» **WHAT THIS TASK INVOLVES**
Each line below must be printed exactly as it stands.
=====
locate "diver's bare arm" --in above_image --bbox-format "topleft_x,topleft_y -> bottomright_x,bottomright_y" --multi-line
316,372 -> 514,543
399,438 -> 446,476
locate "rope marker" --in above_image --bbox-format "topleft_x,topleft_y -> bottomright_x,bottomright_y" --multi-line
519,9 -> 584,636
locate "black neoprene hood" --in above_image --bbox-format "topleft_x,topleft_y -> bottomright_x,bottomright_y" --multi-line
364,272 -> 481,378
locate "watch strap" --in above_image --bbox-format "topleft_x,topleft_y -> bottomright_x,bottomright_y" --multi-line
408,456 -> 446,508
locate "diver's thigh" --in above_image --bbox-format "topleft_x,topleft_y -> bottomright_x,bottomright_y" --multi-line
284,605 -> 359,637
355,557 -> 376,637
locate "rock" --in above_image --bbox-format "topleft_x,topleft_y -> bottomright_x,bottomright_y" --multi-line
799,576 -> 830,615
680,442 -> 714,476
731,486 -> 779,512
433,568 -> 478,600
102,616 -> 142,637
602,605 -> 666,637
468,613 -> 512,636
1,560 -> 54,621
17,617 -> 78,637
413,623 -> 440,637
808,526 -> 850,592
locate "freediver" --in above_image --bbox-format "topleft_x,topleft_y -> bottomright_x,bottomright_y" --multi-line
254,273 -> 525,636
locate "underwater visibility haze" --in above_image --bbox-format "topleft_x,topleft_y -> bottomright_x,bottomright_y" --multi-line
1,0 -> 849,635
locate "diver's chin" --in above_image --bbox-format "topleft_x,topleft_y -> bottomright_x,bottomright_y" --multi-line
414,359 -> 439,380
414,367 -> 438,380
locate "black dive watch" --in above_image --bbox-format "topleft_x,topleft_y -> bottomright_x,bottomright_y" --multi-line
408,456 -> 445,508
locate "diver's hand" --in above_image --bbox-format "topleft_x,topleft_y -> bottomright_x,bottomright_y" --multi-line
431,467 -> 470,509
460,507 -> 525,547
=====
» **SOLUTION TO THE PROBLEM**
locate "diver's bare arm" --in above_image --bbox-format "topleft_x,topleft_y -> bottomright_x,bottomright_y" --multi-line
316,372 -> 514,543
399,438 -> 446,476
locate "rope marker" --in above_image --bbox-format "topleft_x,topleft_y -> bottomright_x,bottomright_y" --multi-line
519,9 -> 584,636
locate "black neoprene hood" --in above_image --bbox-format "topleft_x,topleft_y -> bottomright_x,bottomright_y" --multi-line
364,272 -> 481,378
locate "watch strap" --in above_image --bbox-format "topleft_x,topleft_y -> bottomright_x,bottomright_y" --multi-line
408,456 -> 446,508
locate "diver's thigh" --in above_image --bbox-format "topleft_x,topleft_y -> bottomright_x,bottomright_y" --multi-line
284,605 -> 359,637
355,557 -> 376,637
locate "rock" --in above_image --bbox-format "topleft_x,topleft_y -> bottomright_x,bottomright_y" --multi-line
799,576 -> 830,615
680,442 -> 714,476
731,486 -> 779,512
433,568 -> 478,600
102,616 -> 142,637
602,605 -> 666,637
468,613 -> 512,636
1,560 -> 54,621
17,617 -> 78,637
413,623 -> 440,637
808,526 -> 850,592
locate "freediver" --in above_image --bbox-format "topleft_x,topleft_y -> bottomright_x,bottomright_y" --multi-line
254,273 -> 525,636
locate "underwater visibility haze" --in above_image --bbox-format "topleft_x,topleft_y -> bottomright_x,bottomright_y" --multi-line
1,0 -> 849,635
locate "diver's chin" --in above_image --bbox-format "topleft_x,topleft_y -> bottomright_x,bottomright_y" --multi-line
414,359 -> 439,380
414,367 -> 438,380
locate "black dive watch" --in above_image --bbox-format "topleft_x,topleft_y -> bottomright_x,bottomright_y" --multi-line
408,456 -> 445,508
locate "diver's hand" --in above_image --bbox-format "topleft_x,topleft_y -> bottomright_x,bottomright_y" --multi-line
431,467 -> 470,509
460,507 -> 525,547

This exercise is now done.